** begin **

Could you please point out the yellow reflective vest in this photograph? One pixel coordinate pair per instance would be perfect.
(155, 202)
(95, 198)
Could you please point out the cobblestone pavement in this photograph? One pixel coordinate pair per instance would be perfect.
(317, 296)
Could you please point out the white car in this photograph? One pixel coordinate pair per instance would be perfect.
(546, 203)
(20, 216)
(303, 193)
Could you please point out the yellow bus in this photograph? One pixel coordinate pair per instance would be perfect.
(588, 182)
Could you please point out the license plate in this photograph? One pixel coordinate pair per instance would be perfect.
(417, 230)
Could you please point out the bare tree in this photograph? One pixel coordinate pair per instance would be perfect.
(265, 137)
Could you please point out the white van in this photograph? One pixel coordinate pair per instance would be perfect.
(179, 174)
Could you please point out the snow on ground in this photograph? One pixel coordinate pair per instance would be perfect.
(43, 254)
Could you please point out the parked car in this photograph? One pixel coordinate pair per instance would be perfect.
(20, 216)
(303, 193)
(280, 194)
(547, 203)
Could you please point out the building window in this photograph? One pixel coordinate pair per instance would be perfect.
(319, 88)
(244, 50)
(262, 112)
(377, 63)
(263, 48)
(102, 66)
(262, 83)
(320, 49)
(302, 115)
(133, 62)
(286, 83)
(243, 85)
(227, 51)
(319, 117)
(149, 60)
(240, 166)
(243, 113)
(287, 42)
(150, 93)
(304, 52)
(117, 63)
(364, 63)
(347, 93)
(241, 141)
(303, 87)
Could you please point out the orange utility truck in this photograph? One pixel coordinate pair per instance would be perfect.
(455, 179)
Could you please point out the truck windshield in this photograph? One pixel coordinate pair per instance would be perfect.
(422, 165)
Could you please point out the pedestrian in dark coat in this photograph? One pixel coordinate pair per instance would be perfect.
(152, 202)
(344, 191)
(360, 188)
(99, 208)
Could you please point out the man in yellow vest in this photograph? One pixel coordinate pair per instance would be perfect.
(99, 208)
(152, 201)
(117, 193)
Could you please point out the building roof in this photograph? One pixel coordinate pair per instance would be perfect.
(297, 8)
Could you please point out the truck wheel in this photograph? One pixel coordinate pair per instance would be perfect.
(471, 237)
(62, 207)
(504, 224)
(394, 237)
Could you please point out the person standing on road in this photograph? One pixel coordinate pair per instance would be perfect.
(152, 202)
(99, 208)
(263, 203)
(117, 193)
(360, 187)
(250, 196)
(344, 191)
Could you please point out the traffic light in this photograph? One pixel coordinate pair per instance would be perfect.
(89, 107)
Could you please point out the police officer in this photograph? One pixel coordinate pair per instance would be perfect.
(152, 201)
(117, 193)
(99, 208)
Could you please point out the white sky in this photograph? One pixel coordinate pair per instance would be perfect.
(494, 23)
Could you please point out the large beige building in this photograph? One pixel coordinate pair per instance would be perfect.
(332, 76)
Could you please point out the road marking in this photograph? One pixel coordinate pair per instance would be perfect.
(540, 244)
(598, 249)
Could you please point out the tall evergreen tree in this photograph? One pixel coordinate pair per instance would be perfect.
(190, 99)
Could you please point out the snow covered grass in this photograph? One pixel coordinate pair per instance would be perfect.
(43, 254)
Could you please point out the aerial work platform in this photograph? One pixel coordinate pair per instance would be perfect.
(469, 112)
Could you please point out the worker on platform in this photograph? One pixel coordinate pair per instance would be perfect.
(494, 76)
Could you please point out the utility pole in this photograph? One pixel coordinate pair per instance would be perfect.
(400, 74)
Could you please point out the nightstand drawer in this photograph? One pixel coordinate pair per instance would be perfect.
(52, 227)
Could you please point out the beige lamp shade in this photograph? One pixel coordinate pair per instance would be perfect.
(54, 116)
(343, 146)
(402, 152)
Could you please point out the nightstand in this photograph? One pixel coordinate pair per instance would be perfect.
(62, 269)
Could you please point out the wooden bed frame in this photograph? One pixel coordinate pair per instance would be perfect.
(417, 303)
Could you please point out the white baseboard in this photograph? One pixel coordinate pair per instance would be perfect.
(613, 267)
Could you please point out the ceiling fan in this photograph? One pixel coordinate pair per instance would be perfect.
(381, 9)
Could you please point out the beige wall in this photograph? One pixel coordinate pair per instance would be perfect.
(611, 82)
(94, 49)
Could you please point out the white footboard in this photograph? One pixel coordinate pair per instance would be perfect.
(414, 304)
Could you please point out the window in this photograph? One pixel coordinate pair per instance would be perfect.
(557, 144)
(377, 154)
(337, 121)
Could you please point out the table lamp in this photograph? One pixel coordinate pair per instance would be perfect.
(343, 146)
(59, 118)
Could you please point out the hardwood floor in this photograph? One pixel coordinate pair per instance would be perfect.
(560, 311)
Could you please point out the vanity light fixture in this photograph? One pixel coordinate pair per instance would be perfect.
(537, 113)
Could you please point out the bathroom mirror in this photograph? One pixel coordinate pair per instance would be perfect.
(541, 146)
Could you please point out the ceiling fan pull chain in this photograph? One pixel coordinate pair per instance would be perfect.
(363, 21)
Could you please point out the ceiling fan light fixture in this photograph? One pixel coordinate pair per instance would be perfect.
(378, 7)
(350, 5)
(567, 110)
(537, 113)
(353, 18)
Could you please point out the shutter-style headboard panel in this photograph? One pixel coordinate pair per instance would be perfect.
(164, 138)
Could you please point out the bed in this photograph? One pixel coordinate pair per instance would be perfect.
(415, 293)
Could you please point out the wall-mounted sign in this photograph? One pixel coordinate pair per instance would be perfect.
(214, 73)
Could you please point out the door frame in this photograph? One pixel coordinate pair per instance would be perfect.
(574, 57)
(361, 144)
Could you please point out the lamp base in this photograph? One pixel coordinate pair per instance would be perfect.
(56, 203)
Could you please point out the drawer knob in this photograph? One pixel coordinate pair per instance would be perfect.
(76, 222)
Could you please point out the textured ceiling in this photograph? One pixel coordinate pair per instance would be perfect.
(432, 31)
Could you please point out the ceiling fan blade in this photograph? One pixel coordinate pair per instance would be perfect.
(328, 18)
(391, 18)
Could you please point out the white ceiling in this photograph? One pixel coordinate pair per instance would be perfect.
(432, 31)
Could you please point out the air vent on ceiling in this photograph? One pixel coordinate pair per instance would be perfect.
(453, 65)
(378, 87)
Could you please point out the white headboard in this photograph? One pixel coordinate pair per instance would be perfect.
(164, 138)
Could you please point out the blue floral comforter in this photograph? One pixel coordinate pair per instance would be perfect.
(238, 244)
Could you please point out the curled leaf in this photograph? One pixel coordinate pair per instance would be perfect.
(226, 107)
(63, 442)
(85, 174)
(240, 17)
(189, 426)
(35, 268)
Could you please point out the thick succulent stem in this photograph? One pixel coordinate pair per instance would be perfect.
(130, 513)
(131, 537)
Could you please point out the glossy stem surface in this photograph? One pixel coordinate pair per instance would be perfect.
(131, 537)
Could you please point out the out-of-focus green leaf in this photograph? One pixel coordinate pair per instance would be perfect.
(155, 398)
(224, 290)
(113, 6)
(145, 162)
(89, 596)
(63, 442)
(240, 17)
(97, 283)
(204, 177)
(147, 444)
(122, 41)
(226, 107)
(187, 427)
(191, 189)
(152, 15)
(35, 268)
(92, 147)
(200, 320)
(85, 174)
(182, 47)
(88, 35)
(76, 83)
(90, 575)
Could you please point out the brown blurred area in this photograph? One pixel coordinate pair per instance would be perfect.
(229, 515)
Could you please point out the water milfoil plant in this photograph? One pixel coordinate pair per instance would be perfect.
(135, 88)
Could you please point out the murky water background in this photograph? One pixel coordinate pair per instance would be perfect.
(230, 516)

** end **

→ **Task instructions**
Print all of the rows above again, word for word and in the same order.

→ **The response**
Could you please point out the yellow reflective vest in this photograph? One pixel coordinate pair per instance would be perfect.
(155, 202)
(95, 198)
Could you please point out the cobblestone pavement in this photograph? One pixel coordinate pair per instance would be perfect.
(317, 296)
Could you please point out the white car in this photograph? One pixel coordinate pair per instance would be perfect.
(546, 203)
(20, 216)
(303, 193)
Could you please point out the yellow bus in this photograph? One pixel coordinate pair per instance would be perfect.
(588, 182)
Could you please point out the license plate in this photograph? One pixel coordinate pair per instance would be perfect.
(417, 230)
Could you please point out the bare tree in this photograph? One pixel coordinate pair per instance would be perfect.
(265, 137)
Could you please point out the white van in this photograph? One pixel coordinate pair per instance would be perfect.
(179, 174)
Could you please point out the snow on ground in this photograph? One pixel coordinate pair per instance would be perfect.
(43, 254)
Could you please point out the parked car in this photograph? One pixel coordinate pair per instance would be perfect.
(20, 216)
(303, 193)
(280, 194)
(547, 203)
Could you please point out the building window in this photograph? One pixel coordinate pair per instance would be perfect.
(319, 88)
(244, 50)
(262, 112)
(377, 63)
(263, 48)
(102, 66)
(262, 83)
(320, 49)
(302, 115)
(133, 62)
(286, 83)
(243, 85)
(227, 51)
(319, 117)
(149, 60)
(240, 166)
(243, 113)
(287, 42)
(150, 93)
(304, 52)
(117, 63)
(364, 63)
(347, 93)
(241, 141)
(303, 87)
Could you please point out the orange utility truck in this photograph? One pixel coordinate pair per instance would be perfect.
(455, 179)
Could you please point out the truck windshield in this photograph? One pixel coordinate pair per instance would be perfect.
(422, 165)
Could you please point out the pedestrian in dark coat in this photograph? One pixel coordinate pair per instance would be perfect.
(152, 202)
(344, 191)
(360, 188)
(99, 208)
Could you please point out the man in yellow vest in this photograph? One pixel coordinate pair per instance would be perfect.
(99, 208)
(152, 201)
(117, 193)
Could you please point out the building roof in this photograph? One pixel coordinate pair per instance would be perfect.
(297, 8)
Could you please point out the truck wheel in this photograph? One pixel coordinate pair per instance would be perfect.
(471, 237)
(62, 207)
(504, 224)
(394, 237)
Could you please point out the person standing on road in this photograph? One pixel coordinate pair per instance would be perfect.
(152, 202)
(99, 208)
(263, 203)
(117, 193)
(360, 187)
(250, 196)
(344, 191)
Could you please point out the traffic light in this photograph? One pixel coordinate pair per instance would be perfect.
(89, 107)
Could you please point out the police officer in this photograph? One pixel coordinate pair per instance would be perfect.
(152, 201)
(117, 193)
(99, 208)
Could you please point out the white sky in this photograph? One pixel coordinate pair per instance would be perfect.
(494, 23)
Could you please point out the large beige building in this photograph? One pixel coordinate pair per instance would be perfect.
(332, 76)
Could you please point out the road marking in this photograph? One pixel coordinate pair per instance would be perfect.
(540, 244)
(598, 249)
Could you please point out the tall evergreen tree in this photograph? One pixel coordinate pair per instance would be perfect.
(190, 99)
Could you please point out the snow covered grass in this photograph? One pixel coordinate pair per instance would be perfect.
(43, 254)
Could you please point out the aerial work platform in this photograph? One pixel coordinate pair per instance would be perfect.
(469, 112)
Could you please point out the worker on platform in this photograph? One pixel coordinate pair per instance would be perfect.
(494, 76)
Could you please point out the utility pole in this photograph? One pixel coordinate pair per instance would be perfect.
(400, 74)
Could you please point out the nightstand drawer in this photograph? One pixel coordinate pair per instance would be perfect.
(52, 227)
Could you please point out the beige lamp shade in this photograph? One pixel coordinate pair per instance would be perfect.
(54, 116)
(343, 146)
(402, 152)
Could you please point out the nightstand in this photograph? One pixel coordinate pair per instance would be perfect.
(62, 269)
Could you please point out the wooden bed frame in this photograph? One pixel coordinate pair per instance would be perfect.
(417, 303)
Could you please point out the white baseboard in this photograph? One pixel coordinate pair per instance would be perfect.
(613, 267)
Could you please point out the ceiling fan in this photograph? One pixel coordinate pair per instance would be perfect.
(381, 9)
Could you please point out the beige wall in this photograph? One pixel coordinate pair per instance would be perfect.
(611, 82)
(94, 49)
Could you please point out the white footboard in this photograph? One pixel coordinate pair per instance would be perfect.
(414, 304)
Could you please point out the window in this photograph? One pixel coordinate pair per instance would be perfect.
(557, 144)
(377, 154)
(337, 121)
Could you please point out the table lamp in this photograph? One pixel coordinate pair per instance would be perfect.
(343, 146)
(59, 118)
Could you please point out the hardwood floor in this photograph? One pixel coordinate pair per instance would be perfect.
(560, 311)
Could you please point out the vanity light fixture in this photograph? One pixel coordinate pair per instance would be perfect.
(537, 113)
Could you please point out the bathroom mirror in this photograph? One pixel coordinate pair per instance would be perfect.
(541, 146)
Could you please point out the ceiling fan pull chain in this photograph? One pixel coordinate pair per instance would be perfect.
(363, 21)
Could you please point out the ceiling fan light fixture in this photograph? One pixel coordinate pair per instance would be perfect.
(378, 7)
(350, 5)
(567, 110)
(537, 113)
(353, 18)
Could you please point out the shutter-style headboard panel in this photograph? One pixel coordinate pair per instance would be perfect.
(164, 138)
Could you please point out the bed in this photograph? One pixel coordinate pair per instance would be perfect.
(415, 293)
Could you please point out the wall-mounted sign in this photograph? One pixel coordinate pair per instance would be perfect.
(214, 73)
Could you please point out the door frame in this photograph? One pixel coordinate pair per instance would be perfect.
(574, 57)
(361, 144)
Could you please point out the lamp base in this photograph? One pixel coordinate pair per instance would be perfect.
(56, 203)
Could you please point out the drawer knob in this photograph? One pixel coordinate pair per instance would be perfect.
(76, 222)
Could you please point out the textured ceiling in this photograph? One pixel coordinate pair per instance would be perfect.
(432, 31)
Could you please point out the ceiling fan blade in this photograph? One pixel coordinate pair per instance would be perfect.
(328, 18)
(391, 18)
Could you please point out the white ceiling in this photograph? One pixel coordinate pair per instance would be perfect.
(432, 31)
Could you please point out the air vent on ceiling in this photograph? One pixel coordinate pair per instance would be perfect.
(453, 65)
(378, 87)
Could you please point out the white headboard in this photograph? One pixel coordinate pair per instance would be perfect.
(164, 138)
Could you please point out the blue floral comforter in this photograph? One pixel coordinate pair per instance would be perfect.
(238, 244)
Could you please point out the curled leaf in this photograph? One pixel coordinate pair per instance would be perfect.
(226, 107)
(63, 442)
(85, 174)
(240, 17)
(189, 426)
(35, 268)
Could you please point out the thick succulent stem in this photograph? One pixel coordinate pair per instance would be perfect.
(130, 513)
(131, 537)
Could you please point out the glossy stem surface in this photograph? One pixel coordinate pair per instance would be perfect.
(131, 537)
Could you please point out the out-of-focus green leaf in this photograph? One pixel coordinate pair per instance would be perfect.
(155, 398)
(224, 290)
(113, 6)
(145, 162)
(89, 596)
(63, 442)
(240, 17)
(97, 283)
(204, 177)
(147, 444)
(122, 41)
(226, 107)
(187, 427)
(191, 189)
(152, 15)
(35, 268)
(92, 147)
(200, 320)
(85, 174)
(182, 47)
(88, 35)
(76, 83)
(90, 575)
Could you please point out the brown blurred area in this photograph? One pixel coordinate pair per instance would be perfect.
(229, 515)
Could you please point out the water milfoil plant in this photograph? One pixel coordinate pair per instance would be perfect.
(135, 88)
Could you please point out the murky water background in this photograph? One pixel coordinate pair per instance would be perfect.
(230, 516)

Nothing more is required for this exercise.